Start of Records for this task

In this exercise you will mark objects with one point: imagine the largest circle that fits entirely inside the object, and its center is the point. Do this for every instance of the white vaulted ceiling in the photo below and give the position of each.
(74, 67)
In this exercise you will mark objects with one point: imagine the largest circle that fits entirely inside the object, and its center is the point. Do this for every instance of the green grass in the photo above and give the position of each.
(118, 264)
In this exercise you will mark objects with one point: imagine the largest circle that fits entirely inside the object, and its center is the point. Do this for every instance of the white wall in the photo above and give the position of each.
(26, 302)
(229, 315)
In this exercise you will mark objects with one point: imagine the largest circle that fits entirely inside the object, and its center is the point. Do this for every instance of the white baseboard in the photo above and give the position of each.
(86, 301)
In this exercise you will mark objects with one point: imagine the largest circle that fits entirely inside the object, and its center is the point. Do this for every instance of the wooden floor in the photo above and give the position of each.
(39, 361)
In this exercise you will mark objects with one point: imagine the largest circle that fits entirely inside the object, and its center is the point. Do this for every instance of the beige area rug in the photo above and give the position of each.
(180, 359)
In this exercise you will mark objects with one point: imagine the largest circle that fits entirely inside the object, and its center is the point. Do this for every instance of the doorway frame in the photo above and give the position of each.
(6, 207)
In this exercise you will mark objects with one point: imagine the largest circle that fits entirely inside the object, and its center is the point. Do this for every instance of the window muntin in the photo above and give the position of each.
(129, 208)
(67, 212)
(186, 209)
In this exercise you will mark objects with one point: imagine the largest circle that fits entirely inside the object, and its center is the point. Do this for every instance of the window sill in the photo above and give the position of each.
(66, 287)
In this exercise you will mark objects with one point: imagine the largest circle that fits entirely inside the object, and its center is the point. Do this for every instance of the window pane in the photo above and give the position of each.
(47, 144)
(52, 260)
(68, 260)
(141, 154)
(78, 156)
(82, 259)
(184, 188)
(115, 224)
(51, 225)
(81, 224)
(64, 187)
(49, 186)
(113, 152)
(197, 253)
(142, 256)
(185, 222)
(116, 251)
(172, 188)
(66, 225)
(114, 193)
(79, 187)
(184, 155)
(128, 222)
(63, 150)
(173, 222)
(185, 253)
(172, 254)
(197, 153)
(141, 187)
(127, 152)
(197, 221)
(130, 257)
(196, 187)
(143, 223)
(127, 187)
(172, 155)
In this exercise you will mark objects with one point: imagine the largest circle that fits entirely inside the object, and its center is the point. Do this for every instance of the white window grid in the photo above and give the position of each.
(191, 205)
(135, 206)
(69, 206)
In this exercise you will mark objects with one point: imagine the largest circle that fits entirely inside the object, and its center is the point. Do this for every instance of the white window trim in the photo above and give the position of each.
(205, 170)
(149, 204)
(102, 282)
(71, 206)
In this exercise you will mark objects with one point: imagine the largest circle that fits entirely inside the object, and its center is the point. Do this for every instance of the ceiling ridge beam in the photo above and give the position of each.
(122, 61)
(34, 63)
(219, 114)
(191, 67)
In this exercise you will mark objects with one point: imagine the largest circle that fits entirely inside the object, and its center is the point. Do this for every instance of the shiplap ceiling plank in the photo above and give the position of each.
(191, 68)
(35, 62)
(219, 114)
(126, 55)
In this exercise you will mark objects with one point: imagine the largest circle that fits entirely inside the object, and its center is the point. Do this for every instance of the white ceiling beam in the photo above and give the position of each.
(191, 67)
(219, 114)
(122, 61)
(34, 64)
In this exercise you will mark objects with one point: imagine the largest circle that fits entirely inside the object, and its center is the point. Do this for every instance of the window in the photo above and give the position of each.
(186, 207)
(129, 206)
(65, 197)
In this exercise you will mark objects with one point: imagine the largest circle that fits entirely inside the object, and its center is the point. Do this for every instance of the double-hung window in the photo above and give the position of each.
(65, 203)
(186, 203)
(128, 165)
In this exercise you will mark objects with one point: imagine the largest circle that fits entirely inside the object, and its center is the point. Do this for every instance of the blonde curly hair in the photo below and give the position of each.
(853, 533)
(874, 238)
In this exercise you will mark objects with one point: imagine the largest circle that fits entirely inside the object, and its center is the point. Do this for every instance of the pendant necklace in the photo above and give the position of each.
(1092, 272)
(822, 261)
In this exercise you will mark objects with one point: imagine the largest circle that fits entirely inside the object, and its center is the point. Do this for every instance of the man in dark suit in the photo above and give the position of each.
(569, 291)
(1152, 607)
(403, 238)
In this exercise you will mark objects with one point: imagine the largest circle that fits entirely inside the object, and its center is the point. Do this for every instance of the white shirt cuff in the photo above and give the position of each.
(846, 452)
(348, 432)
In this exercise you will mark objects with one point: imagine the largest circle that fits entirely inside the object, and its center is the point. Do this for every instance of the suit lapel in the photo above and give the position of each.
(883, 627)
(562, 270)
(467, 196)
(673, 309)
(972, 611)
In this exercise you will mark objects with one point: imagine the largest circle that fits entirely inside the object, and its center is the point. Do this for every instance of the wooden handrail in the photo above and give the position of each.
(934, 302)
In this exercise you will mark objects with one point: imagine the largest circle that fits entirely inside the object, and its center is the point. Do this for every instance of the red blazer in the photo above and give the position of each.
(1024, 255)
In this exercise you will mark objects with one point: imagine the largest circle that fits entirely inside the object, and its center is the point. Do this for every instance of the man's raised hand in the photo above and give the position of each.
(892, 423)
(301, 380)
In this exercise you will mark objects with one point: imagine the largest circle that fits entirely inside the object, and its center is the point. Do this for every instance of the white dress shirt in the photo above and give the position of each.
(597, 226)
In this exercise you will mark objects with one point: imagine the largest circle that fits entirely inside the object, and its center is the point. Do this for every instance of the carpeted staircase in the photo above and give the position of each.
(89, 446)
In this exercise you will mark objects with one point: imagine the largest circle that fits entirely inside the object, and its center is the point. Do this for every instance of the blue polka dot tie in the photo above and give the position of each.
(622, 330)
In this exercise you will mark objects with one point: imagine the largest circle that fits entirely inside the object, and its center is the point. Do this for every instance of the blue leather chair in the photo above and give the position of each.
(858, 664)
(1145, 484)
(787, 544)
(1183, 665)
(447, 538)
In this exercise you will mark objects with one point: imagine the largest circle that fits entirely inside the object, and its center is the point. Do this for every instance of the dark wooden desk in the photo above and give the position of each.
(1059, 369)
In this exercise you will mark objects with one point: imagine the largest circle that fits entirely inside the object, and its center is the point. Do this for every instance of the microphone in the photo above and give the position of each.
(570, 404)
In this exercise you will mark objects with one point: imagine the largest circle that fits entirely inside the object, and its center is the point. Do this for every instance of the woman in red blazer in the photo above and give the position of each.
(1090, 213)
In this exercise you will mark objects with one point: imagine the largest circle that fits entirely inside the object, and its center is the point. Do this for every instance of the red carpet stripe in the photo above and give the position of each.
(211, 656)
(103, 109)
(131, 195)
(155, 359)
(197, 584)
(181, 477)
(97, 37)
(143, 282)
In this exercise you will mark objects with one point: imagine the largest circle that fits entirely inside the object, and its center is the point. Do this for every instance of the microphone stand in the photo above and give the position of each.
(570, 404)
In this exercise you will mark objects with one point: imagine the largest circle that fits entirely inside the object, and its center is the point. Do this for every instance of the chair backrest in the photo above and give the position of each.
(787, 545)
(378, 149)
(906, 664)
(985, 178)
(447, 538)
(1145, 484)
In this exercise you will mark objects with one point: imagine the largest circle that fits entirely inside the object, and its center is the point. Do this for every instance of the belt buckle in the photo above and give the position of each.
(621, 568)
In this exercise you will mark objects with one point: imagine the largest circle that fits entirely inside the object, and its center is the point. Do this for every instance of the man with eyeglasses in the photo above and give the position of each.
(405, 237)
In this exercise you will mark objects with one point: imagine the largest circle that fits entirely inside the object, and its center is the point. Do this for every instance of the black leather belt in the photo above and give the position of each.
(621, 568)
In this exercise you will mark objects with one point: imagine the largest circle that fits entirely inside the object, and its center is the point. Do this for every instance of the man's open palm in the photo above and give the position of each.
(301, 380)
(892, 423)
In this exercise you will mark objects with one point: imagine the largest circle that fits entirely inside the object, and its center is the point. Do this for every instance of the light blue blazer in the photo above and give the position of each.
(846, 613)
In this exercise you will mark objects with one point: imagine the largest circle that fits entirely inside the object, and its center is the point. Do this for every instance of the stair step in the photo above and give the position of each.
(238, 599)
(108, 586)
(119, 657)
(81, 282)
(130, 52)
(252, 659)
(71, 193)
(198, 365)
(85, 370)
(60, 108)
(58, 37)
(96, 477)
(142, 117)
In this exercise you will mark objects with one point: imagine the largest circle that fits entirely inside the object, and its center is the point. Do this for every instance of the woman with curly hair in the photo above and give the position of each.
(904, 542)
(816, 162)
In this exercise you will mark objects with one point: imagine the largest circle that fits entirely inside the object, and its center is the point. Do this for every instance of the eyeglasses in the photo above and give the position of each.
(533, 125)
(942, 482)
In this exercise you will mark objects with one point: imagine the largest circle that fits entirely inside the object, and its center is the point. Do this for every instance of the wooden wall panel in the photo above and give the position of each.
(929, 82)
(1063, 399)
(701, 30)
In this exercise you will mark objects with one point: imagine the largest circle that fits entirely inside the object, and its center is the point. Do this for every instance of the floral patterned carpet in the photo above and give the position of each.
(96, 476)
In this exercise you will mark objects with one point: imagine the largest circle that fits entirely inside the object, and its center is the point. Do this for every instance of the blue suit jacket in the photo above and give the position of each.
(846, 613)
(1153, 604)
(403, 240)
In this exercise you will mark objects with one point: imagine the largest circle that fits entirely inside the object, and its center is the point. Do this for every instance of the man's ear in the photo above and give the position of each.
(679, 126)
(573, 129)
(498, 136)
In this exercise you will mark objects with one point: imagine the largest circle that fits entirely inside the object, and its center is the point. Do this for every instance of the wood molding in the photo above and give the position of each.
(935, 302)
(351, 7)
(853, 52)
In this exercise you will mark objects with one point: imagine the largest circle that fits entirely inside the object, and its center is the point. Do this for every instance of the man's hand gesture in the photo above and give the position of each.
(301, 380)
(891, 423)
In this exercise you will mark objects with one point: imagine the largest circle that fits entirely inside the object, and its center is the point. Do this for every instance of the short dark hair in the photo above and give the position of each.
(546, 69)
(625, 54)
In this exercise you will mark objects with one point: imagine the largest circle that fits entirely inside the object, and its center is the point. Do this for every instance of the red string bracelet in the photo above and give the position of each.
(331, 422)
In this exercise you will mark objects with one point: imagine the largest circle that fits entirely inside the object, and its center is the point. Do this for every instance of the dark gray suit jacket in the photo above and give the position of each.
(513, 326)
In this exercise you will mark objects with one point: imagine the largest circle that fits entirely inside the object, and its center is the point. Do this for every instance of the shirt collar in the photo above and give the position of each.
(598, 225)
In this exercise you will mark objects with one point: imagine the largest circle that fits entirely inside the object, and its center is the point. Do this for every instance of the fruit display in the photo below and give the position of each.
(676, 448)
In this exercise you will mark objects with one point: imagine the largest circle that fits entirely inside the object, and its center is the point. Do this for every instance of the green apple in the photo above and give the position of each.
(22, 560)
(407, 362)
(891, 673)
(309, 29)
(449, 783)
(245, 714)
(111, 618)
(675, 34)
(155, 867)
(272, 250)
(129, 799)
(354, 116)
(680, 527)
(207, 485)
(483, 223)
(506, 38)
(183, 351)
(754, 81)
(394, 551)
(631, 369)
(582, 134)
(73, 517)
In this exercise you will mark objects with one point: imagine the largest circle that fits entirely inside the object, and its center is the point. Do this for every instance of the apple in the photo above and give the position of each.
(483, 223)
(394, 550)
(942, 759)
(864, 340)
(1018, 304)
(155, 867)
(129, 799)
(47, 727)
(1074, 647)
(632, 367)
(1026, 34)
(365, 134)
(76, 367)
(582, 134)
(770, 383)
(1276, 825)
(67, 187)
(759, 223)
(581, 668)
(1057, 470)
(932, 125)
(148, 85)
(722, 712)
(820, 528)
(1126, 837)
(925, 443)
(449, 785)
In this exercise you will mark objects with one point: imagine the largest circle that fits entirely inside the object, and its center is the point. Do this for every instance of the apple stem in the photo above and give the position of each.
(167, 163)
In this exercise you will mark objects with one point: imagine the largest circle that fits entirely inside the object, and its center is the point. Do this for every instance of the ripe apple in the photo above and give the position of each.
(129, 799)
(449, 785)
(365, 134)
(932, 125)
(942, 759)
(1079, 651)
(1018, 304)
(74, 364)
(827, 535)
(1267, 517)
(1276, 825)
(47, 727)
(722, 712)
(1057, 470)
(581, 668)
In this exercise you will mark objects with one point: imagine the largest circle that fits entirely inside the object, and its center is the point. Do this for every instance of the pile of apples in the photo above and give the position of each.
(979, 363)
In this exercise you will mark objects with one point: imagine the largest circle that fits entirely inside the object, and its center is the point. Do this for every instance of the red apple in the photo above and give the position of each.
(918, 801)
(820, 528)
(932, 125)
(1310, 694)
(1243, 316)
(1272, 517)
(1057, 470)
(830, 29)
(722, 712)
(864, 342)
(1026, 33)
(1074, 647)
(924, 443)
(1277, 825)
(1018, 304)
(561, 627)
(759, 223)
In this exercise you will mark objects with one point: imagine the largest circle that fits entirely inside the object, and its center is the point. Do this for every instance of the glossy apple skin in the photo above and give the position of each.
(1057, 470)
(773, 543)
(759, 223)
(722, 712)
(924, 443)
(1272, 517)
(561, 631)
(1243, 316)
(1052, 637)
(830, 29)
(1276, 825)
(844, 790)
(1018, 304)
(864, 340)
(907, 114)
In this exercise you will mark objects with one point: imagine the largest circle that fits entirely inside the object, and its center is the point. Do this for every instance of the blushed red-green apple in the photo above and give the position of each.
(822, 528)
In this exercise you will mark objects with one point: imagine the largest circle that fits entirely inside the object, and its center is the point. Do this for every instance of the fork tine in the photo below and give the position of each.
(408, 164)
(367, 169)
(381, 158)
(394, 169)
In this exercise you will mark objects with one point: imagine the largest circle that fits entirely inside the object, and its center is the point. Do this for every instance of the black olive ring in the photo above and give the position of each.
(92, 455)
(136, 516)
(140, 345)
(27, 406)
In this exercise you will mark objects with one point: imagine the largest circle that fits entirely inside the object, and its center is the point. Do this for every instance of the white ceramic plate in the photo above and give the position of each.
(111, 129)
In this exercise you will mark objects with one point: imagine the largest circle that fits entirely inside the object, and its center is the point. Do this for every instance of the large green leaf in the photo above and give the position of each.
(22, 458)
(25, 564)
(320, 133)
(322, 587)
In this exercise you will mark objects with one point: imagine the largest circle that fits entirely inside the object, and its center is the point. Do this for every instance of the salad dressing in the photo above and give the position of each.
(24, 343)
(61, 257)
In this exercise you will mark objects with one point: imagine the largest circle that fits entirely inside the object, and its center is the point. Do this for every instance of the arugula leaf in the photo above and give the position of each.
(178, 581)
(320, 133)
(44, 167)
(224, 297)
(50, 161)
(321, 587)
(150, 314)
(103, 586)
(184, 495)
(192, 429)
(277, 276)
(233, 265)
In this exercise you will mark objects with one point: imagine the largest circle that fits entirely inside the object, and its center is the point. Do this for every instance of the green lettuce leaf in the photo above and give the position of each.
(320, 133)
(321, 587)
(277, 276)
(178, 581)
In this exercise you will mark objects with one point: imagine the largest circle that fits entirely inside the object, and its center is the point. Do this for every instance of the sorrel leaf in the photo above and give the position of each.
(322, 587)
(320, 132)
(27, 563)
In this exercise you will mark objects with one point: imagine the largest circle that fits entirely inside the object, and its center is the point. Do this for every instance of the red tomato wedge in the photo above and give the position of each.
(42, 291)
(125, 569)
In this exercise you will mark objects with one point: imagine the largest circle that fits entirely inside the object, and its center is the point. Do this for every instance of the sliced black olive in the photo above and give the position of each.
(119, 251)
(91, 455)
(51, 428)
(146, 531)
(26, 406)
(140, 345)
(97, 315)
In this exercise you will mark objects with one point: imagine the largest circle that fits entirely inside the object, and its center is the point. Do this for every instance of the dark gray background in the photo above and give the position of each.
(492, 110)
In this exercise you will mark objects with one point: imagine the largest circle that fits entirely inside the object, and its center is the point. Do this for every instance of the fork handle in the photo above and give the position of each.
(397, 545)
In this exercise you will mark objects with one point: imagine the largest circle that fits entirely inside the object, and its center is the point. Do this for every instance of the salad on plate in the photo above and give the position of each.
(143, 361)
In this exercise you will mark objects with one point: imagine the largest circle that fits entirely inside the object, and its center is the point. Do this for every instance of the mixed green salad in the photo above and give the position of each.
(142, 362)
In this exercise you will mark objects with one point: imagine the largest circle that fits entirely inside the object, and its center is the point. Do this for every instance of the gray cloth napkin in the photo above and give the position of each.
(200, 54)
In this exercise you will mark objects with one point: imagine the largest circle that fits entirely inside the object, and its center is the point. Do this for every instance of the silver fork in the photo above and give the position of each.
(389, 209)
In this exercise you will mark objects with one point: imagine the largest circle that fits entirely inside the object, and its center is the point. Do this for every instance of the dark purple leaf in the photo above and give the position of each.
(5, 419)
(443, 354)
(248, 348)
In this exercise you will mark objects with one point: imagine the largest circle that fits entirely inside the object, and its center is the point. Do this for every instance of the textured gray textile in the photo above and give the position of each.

End of Records for this task

## Directions for this task:
Repeat only what runs from the line holding "the dark purple" to the end of the data, keeping every line exactly as written, first and last included.

## Completed exercise:
In this exercise you will mark objects with one point: imagine the largest circle that fits entirely inside the object, and its center is the point. Do this for every instance of the dark purple leaf in the photo above and give the position of each.
(5, 419)
(443, 354)
(248, 348)
In this exercise you will mark objects with one point: imagine the largest circle that fits entirely inside the object, and its center is the point. Do this for every instance of the textured gray textile in the photo above and give the position of each.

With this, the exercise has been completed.